— WHAT TO PRODUCE —
From the entries, filter out every line that lacks "hair" and copy the rest.

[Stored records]
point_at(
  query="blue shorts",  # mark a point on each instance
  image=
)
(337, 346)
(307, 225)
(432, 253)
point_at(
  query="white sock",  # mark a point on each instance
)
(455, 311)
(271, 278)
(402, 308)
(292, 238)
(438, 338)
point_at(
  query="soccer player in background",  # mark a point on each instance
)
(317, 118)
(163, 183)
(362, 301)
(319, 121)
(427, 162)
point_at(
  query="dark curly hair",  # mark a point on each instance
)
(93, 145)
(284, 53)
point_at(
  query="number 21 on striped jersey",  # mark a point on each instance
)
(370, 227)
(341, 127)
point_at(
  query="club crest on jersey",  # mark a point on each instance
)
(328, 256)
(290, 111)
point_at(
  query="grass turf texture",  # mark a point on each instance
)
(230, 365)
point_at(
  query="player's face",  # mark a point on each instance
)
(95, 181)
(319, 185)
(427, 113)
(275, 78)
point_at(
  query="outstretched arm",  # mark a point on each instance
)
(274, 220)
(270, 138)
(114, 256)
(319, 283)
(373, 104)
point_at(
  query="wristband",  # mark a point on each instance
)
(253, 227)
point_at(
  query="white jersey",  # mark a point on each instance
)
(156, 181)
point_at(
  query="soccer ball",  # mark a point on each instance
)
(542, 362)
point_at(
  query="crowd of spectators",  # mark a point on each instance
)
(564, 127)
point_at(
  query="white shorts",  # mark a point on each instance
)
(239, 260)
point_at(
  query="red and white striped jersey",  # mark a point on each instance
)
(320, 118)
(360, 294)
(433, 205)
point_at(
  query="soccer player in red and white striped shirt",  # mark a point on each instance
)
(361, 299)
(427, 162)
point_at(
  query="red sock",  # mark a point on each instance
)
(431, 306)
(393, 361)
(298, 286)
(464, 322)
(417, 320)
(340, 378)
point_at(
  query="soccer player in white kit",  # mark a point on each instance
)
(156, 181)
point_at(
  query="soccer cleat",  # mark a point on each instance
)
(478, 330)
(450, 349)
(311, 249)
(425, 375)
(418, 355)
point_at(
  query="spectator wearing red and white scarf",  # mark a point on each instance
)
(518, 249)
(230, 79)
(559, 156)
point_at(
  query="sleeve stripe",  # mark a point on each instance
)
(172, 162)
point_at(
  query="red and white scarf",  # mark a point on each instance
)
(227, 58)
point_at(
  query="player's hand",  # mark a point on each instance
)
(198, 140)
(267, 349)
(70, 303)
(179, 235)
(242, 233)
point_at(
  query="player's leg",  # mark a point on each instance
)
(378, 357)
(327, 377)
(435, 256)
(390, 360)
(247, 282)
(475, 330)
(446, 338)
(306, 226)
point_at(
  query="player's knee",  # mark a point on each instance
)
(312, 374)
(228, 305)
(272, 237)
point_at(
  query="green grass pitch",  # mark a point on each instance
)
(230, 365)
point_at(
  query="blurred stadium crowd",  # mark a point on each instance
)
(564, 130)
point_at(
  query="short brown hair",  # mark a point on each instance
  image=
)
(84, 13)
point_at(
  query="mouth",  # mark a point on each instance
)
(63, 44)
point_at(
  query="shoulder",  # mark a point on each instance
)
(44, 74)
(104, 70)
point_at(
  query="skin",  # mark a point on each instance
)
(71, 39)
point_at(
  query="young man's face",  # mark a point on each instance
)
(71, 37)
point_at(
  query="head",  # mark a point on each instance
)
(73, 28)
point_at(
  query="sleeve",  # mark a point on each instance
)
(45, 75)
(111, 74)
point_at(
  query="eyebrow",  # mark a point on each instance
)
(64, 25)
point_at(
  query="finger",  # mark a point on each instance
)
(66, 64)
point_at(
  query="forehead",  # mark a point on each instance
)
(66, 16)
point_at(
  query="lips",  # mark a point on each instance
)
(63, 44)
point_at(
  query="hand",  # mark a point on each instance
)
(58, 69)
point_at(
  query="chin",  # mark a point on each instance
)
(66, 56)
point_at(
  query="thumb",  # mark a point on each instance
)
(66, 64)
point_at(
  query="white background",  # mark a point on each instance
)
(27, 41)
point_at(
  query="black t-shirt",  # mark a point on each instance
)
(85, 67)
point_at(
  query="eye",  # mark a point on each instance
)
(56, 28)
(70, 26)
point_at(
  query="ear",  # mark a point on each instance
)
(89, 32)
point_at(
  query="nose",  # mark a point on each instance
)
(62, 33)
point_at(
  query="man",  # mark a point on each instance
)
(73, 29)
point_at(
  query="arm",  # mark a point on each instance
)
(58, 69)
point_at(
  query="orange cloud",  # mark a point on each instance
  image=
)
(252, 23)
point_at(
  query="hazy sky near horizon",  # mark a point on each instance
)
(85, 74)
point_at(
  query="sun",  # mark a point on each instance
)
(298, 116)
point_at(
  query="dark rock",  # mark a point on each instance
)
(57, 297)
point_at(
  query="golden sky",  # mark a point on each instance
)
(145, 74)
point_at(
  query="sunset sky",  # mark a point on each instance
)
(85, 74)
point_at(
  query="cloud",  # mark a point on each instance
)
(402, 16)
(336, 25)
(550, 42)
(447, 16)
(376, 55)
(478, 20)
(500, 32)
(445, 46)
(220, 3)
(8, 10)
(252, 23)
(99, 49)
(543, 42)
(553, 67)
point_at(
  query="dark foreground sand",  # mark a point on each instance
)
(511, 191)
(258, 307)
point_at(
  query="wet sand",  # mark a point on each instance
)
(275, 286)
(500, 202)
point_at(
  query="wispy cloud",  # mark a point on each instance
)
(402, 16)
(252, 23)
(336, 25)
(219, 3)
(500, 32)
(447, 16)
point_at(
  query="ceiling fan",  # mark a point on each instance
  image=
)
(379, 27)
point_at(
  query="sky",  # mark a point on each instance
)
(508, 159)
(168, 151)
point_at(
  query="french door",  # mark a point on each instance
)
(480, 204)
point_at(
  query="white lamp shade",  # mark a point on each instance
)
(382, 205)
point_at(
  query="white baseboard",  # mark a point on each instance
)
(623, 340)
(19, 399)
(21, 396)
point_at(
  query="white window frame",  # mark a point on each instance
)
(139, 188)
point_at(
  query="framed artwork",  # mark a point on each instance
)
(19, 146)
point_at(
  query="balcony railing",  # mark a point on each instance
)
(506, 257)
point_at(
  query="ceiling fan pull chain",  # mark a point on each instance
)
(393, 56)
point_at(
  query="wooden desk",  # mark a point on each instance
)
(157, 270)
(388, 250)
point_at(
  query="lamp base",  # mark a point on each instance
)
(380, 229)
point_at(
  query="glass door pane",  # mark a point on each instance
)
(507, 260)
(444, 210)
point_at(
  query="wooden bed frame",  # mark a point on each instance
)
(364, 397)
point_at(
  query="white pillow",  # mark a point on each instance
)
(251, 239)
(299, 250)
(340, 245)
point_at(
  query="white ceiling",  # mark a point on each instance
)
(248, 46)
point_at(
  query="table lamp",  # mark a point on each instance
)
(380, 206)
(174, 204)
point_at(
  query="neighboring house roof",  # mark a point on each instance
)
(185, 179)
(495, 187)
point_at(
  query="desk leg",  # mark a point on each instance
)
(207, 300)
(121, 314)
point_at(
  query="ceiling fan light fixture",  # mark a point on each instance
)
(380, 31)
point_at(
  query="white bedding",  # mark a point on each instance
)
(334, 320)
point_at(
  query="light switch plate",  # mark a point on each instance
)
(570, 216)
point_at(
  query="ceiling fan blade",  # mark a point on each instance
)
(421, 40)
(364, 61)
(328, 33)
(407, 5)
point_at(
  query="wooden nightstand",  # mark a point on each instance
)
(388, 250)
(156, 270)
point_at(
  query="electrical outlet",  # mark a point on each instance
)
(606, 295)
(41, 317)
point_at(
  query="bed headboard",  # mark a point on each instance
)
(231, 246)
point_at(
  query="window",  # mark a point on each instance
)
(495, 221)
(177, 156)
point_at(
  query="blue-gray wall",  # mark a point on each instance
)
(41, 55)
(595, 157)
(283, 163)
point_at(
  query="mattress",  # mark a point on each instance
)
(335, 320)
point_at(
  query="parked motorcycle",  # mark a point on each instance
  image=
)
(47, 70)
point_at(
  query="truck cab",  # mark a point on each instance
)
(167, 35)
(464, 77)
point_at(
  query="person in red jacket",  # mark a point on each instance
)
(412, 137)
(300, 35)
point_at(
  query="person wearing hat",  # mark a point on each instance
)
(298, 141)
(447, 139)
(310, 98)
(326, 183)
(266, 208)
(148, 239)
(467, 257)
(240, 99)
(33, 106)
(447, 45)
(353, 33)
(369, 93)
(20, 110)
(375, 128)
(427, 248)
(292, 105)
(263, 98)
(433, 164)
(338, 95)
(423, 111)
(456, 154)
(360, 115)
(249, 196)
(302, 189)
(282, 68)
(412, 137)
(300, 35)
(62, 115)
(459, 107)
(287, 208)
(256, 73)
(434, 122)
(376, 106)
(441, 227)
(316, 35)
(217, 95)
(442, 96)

— RESULT BELOW —
  query="dark curly hair",  # mark a point on each instance
  query="short brown hair",  # mark a point on each instance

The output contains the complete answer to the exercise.